### Extrait de page
↓↓↓
La Maison des Sciences de l’Homme d’Aquitaine présente un ouvrage collectif original traitant de la dénonciation du crime du Moyen Âge au XIXe siècle. Ce beau volume n’est pas une histoire de la dénonciation mais un recueil de nombreuses études inédites ou rééditées d’historiens et notamment d’historiens du droit. L’introduction précise l’objet d’étude : la dénonciation du crime ici définie et limitée à l’acte de dénoncer au monde de la justice et de la procédure. La dénonciation est l’un des moteurs du processus d’étatisation ou de publicisation de la justice du Moyen Âge au XIXe siècle. La notion de dénonciation est une notion complexe qu’il ne faut ni confondre avec la délation ni avec la plainte. L’acte de dénoncer s’exerce dans le respect des codes sociaux. Au fil des siècles, la réflexion sur cet acte s’enrichit, les institutions s’organisent et les comportements s’adaptent à la codification juridique toujours plus importante.
↑↑↑
### Objectif
Prolongez le texte consacré à la dénonciation du crime du Moyen Âge au XIXe siècle en reprenant après sa dernière phrase. Les lignes qui suivent proviennent d'une autre source.

### Extraits de données
↓↓↓
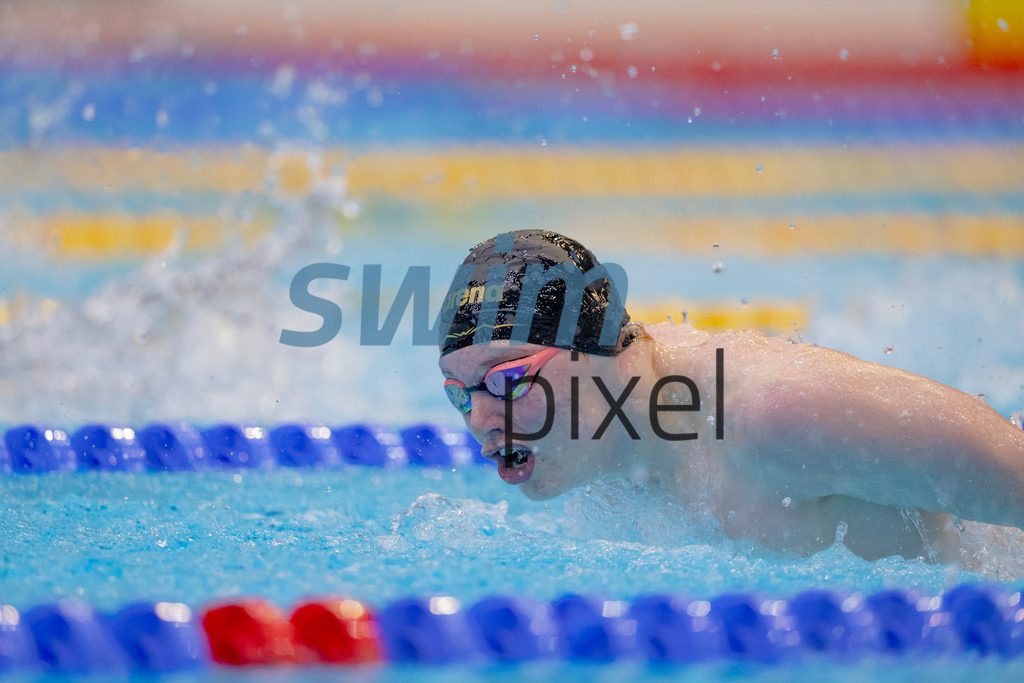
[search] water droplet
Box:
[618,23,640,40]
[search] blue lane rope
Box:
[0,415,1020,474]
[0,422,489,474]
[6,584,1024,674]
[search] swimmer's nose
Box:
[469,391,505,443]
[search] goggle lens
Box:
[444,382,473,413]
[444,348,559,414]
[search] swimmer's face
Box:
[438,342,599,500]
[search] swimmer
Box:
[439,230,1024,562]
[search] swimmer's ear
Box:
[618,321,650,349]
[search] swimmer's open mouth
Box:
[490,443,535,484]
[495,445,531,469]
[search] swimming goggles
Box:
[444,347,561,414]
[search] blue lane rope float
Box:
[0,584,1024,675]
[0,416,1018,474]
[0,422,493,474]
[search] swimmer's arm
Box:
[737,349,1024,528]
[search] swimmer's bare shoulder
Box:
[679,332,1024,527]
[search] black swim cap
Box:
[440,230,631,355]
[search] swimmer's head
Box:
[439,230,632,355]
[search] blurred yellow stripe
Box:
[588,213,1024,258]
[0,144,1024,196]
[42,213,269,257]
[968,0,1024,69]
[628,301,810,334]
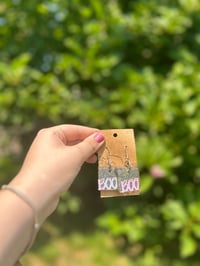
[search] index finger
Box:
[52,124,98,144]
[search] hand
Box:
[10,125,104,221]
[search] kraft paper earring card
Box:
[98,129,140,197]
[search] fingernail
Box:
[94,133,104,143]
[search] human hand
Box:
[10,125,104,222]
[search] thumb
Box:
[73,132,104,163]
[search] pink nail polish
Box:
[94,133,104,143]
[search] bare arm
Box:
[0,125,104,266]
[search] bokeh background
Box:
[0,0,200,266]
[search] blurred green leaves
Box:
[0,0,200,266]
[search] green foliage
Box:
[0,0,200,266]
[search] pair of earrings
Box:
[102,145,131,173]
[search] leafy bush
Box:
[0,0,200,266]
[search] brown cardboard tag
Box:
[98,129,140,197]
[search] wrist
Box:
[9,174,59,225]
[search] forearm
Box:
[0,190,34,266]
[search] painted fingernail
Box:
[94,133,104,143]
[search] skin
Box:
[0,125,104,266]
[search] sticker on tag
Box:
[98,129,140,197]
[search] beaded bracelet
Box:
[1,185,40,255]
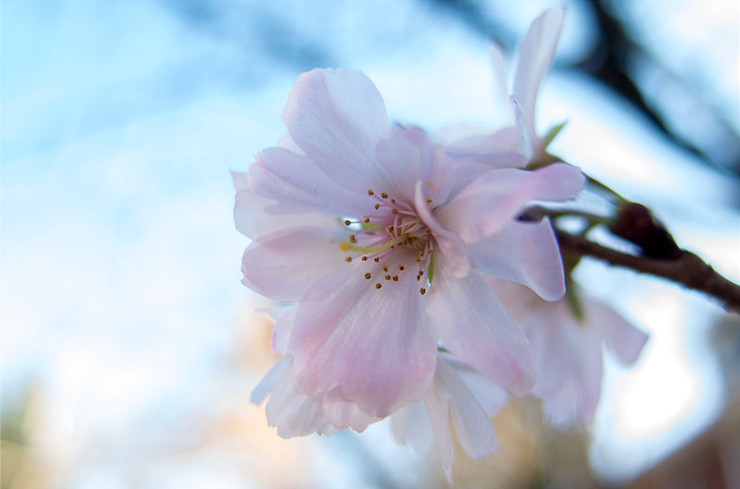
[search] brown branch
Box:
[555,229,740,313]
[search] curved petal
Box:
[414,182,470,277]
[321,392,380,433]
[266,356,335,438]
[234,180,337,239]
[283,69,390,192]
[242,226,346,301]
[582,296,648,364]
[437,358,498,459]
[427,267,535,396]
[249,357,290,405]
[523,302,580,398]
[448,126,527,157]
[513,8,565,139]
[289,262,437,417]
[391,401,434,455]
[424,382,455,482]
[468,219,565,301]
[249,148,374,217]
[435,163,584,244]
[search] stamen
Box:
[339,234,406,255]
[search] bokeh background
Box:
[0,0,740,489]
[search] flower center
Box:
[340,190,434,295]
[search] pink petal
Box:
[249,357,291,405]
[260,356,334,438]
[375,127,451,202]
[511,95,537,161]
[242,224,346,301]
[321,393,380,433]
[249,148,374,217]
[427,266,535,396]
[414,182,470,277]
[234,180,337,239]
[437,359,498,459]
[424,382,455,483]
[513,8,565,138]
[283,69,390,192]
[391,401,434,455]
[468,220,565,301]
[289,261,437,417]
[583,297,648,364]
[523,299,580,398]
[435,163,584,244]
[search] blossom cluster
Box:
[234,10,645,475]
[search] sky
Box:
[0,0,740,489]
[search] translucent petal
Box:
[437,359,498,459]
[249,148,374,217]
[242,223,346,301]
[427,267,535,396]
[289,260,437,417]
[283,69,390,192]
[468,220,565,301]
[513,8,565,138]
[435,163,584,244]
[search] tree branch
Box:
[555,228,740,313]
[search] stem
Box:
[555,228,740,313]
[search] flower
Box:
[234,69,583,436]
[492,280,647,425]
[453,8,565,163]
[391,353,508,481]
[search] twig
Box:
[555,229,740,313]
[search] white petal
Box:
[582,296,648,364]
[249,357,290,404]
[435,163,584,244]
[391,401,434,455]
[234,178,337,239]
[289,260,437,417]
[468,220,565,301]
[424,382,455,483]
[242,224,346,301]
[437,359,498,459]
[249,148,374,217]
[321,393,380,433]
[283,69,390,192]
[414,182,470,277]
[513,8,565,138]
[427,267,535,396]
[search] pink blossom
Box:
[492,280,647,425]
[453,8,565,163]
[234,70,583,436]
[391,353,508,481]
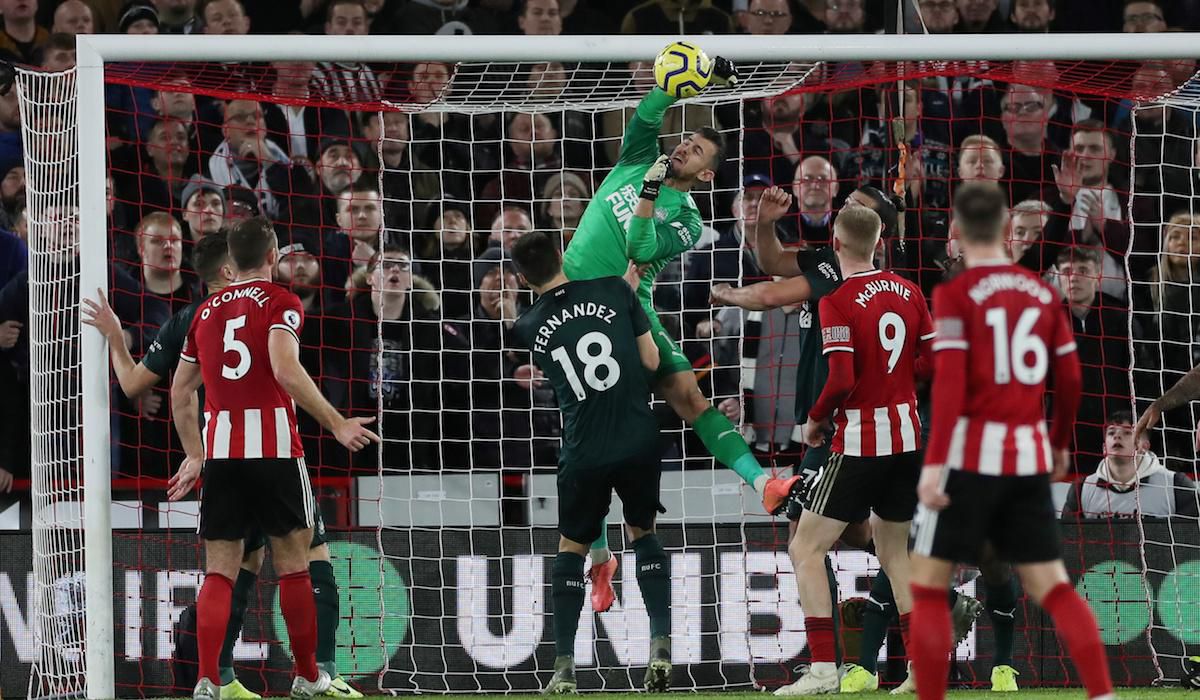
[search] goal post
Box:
↑↑↑
### Résultat attendu
Saisir la justice.

Dénoncer est un acte à la fois politique, social et culturel. Dénoncer nécessite de connaître les rouages de la justice et de ses codes. Le dénonciateur doit connaitre, admettre et se soumettre aux règles judiciaires. Élisabeth Lusset, dans son article « Dénoncer le crime au sein des monastères au Moyen Âge (XIIe-XVe siècles), rappelle que l’origine évangélique de la dénonciation. La correction fraternelle est élaborée à partir du passage de Matthieu 18, 15-17. Cette correction s’interprète d’abord en lien avec la foi et le discours théologique. La dénonciation fraternelle se fonde sur à la fois sur le désir de réparation et sur l’attente de la grâce divine et de la rémission des péchés. Cette correction a également un rôle normatif. La communauté espère la pénitence pour recouvrer l’intégrité de l’individu et de la communauté toute entière. Dénoncer est un acte individuel mais qui s’inscrit dans un cadre collectif. La communauté a la volonté de connaitre et de faire connaitre les crimes à défaut de les empêcher. La dénonciation doit respecter les codes communautaires.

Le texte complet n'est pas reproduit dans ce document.